> [Passage]:
────────────────────────────────────────
Actually, interestingly, I would say this current campaign, turn that on its head, a lot of the same people who contributed to the Obama campaign were also contributing to the Clinton campaign. But it's interesting, because I think the Trump campaign was quite a lot less sophisticated. As I understand it, they did have some efforts in this regard but it was not nearly as sophisticated an effort. I think Trump ran a very different campaign and won that with all the sophistication of the Clinton statistical machine. The Trump campaign showed that there are other approaches that can be effective in winning.
Certainly, winning the electoral college vote. It's very interesting you say that because of course on the Trump side, there are companies involved, people involved who are very proud of, as they perceive it, the role of data in helping Donald Trump become President. Cambridge Analytica is the one mentioned quite often and we've got a short clip from Alexander Nix who is the CEO of Cambridge Analytica speaking at a presentation in September 2016, so just weeks before the Presidential election.
Communication is fundamentally changing. Back in the days of mad men, communication was essentially top down, that is it's creative-led. Brilliant minds get together and come up with slogans like Beanz Means Heinz and Coca Cola Is It. They push these messages onto the audience in the hope that they resonate.
────────────────────────────────────────
A block of data:
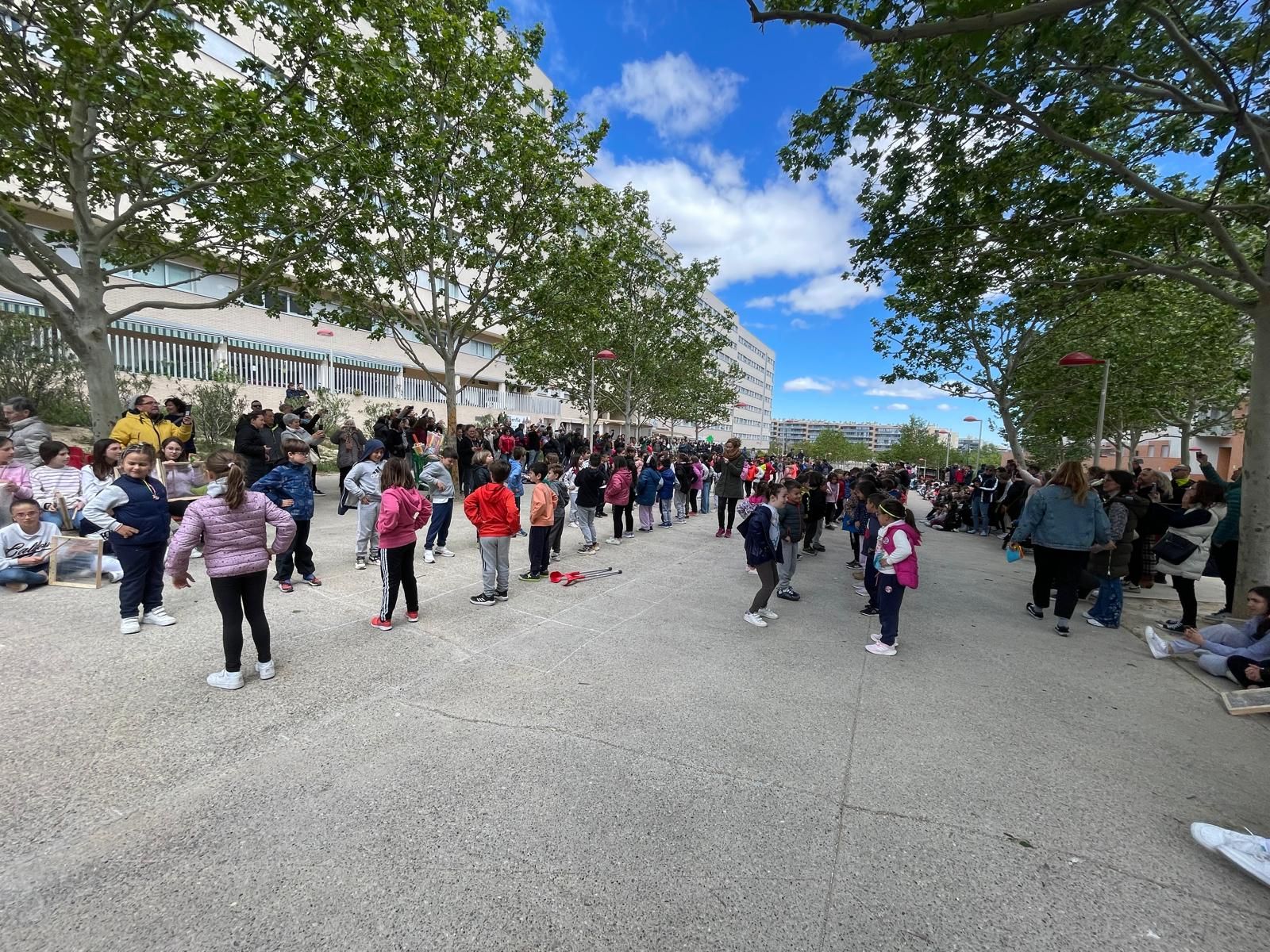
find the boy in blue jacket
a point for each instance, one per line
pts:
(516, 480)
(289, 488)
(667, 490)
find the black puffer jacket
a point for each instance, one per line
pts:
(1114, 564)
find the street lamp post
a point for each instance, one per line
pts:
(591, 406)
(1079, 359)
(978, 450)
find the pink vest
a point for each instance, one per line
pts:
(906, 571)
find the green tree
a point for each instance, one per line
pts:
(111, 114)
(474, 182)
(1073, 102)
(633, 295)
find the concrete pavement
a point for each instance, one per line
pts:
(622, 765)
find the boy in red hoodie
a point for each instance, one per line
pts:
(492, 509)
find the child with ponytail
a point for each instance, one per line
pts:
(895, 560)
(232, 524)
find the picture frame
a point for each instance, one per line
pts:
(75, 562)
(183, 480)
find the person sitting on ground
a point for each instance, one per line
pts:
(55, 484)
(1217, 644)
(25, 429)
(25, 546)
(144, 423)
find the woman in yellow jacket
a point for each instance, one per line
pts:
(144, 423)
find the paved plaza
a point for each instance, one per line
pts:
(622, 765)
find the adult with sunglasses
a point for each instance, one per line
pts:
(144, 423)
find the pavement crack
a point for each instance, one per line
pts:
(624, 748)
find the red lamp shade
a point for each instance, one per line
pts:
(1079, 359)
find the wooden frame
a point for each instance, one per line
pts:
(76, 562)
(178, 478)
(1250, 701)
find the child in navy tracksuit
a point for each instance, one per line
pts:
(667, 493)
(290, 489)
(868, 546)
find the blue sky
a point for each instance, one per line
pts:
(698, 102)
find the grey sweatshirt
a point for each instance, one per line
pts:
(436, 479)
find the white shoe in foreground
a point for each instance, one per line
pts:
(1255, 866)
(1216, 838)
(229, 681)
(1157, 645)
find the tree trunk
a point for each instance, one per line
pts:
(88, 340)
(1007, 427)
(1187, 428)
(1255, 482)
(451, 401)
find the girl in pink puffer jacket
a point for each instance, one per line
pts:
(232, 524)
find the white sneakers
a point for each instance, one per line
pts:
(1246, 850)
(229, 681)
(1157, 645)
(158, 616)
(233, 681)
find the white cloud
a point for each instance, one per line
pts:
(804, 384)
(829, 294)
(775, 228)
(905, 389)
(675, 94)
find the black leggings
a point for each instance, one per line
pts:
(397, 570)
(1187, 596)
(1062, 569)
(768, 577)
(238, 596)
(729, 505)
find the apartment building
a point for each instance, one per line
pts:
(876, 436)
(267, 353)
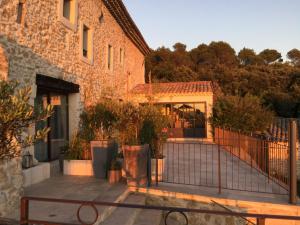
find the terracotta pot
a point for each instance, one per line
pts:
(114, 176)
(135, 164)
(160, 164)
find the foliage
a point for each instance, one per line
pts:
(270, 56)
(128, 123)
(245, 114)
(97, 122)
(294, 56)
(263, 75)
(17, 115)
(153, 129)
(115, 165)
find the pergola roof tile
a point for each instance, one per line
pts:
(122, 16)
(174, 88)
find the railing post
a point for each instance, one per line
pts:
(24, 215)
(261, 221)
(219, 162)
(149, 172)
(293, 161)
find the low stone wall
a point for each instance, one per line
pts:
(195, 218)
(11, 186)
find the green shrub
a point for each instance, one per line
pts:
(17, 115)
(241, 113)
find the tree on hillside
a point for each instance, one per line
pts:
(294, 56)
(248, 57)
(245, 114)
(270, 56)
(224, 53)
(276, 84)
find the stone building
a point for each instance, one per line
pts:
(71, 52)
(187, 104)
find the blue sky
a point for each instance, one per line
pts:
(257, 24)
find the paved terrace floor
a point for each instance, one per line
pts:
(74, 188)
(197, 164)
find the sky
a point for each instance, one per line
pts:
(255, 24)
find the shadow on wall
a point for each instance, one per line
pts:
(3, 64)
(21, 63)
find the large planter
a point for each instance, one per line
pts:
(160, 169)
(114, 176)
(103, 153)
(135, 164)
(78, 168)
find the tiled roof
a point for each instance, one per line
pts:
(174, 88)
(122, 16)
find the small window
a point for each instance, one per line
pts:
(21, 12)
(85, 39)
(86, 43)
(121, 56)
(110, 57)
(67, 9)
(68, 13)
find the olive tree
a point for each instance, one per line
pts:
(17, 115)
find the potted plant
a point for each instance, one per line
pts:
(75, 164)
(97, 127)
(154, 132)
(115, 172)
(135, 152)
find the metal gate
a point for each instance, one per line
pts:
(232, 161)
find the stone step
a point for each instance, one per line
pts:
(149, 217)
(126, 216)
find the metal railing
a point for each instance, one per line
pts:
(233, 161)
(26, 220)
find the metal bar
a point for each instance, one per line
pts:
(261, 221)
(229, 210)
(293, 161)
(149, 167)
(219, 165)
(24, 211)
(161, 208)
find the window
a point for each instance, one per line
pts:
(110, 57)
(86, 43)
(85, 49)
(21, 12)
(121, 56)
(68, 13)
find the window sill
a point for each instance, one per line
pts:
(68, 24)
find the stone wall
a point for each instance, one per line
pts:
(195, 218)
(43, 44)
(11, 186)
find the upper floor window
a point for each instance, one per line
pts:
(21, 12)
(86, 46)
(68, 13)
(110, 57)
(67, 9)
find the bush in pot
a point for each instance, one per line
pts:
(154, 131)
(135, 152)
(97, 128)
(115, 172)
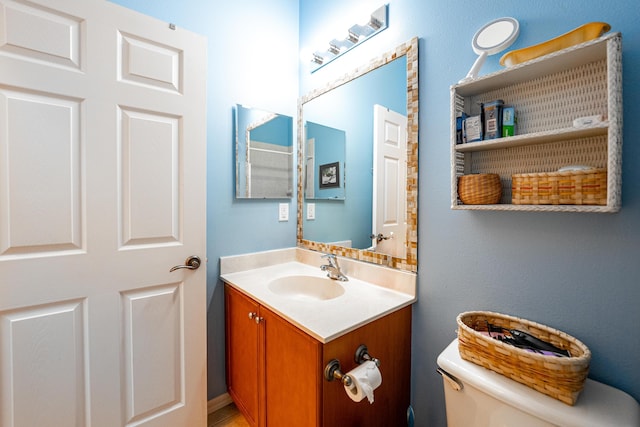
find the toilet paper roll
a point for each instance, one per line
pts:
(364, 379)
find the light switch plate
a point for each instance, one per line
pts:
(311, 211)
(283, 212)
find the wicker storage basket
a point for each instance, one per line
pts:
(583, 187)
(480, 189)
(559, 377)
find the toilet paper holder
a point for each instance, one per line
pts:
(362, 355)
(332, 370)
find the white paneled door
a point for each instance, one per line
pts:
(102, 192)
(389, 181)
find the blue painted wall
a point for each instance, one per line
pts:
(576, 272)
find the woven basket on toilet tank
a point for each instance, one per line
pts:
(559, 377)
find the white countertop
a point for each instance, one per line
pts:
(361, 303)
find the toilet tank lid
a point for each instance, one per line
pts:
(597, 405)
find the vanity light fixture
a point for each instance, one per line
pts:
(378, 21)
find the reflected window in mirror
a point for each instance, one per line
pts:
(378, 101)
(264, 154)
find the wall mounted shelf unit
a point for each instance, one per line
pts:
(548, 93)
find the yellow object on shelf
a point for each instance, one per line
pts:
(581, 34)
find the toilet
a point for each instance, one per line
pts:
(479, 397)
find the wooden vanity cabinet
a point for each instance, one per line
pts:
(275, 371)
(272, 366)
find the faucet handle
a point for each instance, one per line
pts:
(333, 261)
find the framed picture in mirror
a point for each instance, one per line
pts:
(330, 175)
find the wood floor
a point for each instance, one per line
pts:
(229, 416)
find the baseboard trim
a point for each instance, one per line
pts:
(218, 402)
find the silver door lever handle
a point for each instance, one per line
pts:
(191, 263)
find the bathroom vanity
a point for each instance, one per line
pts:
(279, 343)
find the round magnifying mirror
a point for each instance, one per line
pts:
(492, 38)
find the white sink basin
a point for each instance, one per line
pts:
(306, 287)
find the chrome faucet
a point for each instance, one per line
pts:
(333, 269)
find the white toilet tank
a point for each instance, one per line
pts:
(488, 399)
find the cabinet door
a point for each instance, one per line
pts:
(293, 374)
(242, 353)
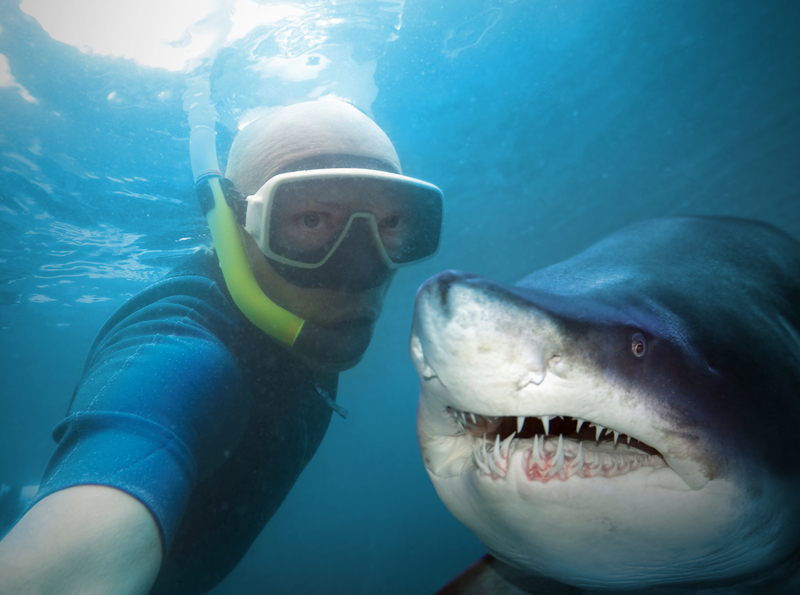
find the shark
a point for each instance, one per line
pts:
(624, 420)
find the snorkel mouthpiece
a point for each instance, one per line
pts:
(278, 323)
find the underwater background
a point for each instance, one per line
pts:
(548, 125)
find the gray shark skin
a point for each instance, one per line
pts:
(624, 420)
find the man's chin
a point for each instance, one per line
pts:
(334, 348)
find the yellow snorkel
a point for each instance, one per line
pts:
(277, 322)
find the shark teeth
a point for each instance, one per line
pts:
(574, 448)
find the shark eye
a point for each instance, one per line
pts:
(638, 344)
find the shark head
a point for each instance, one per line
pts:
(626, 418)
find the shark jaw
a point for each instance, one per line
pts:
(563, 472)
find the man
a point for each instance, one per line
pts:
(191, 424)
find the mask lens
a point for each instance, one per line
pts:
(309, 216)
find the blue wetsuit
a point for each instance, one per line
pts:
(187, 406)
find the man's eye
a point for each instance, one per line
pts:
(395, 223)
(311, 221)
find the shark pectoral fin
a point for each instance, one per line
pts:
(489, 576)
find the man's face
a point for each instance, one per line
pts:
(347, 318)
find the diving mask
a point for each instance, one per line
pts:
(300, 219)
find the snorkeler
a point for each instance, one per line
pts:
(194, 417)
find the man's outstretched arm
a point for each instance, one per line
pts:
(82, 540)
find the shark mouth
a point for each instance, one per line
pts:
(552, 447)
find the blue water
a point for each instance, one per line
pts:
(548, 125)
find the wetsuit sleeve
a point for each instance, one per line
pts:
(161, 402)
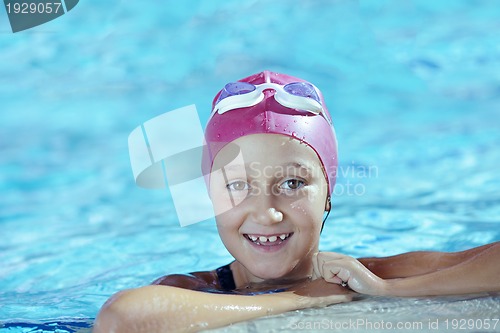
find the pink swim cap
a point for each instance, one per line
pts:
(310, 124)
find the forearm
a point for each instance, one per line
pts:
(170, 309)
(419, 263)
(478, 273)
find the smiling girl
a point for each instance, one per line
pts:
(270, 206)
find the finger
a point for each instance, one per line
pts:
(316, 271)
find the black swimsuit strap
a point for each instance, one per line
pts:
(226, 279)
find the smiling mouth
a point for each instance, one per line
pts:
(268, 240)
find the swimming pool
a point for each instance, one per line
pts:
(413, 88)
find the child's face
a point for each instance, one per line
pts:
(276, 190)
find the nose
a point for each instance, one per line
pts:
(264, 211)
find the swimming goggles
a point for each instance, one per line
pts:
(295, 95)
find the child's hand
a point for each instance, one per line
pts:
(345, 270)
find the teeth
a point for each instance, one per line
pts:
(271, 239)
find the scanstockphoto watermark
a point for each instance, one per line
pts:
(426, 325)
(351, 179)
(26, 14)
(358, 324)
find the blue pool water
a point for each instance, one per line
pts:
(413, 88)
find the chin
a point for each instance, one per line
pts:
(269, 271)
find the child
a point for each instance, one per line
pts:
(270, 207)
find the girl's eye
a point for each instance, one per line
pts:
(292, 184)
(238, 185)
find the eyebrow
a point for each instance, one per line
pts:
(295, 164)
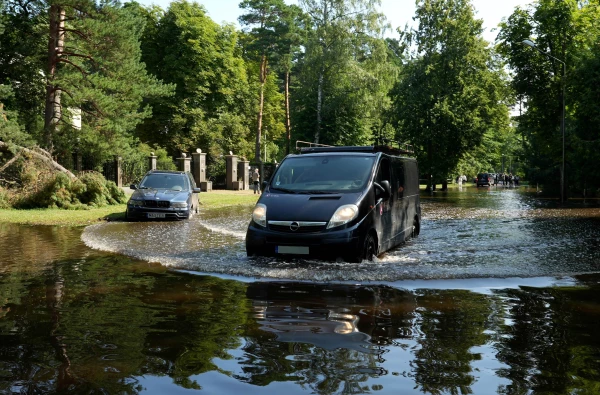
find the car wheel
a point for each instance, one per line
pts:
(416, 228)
────────────────────────────────────────
> [Job 1]: Format everything in the records from the line containing "find the car wheel" down to the end of the records as a Markdown table with the columns Row and Line, skipping any blank lines.
> [Job 2]: Resume the transcript on campaign data from where it stops.

> [Task response 1]:
| Row | Line |
|---|---|
| 1 | find the car wheel |
| 2 | a point for each instance, one per line |
| 3 | pts: |
| 4 | (416, 228) |

> [Task response 2]:
Today, we don’t need to guess at what creative solution may or may not work. We can use hundreds or thousands of individual data points on our targeted audiences to understand exactly which messages are going to appeal to which audiences way before the creative process starts.
Can you say something about psychographic profiling which is where Cambridge Analytica made its name?
The ultimate goal for a lot of these efforts is, as I said, micro-targeting. What they will often do is they will buy data sets and they'll buy data sets that really range from really whatever they can get hold of. So, they might be able to buy data on your magazine subscriptions, they may be able to buy data on what kind of car you drive, they might be able to buy data on all sorts of things. So, once they have assembled a large data set they can find some interesting relationships that might help them determine your political leaning.
So, for instance, if you have a big heavy four-wheel drive SUV as it's called in America, that might point in the direction of you being a Republican voter. But then if you also have four kids, that might steer you a little bit towards you being a Democrat voter, and the more of these what you call signals that can be assembled, the better the microtargeting is at pinning down your likely political persuasions,
As I said, the ultimate is to pick people who are on the fence. A well landed message can swing them in one direction or the other.
So, data modelling helps you to connect people and then move them to action. Donald Trump's chief strategist, Steve Bannon, sat on the board of Cambridge Analytica and one of its key backers Robert Mercer was a major donor to the US President. Obviously, this is a very sophisticated use of data, but is there something sinister we should fear in this development?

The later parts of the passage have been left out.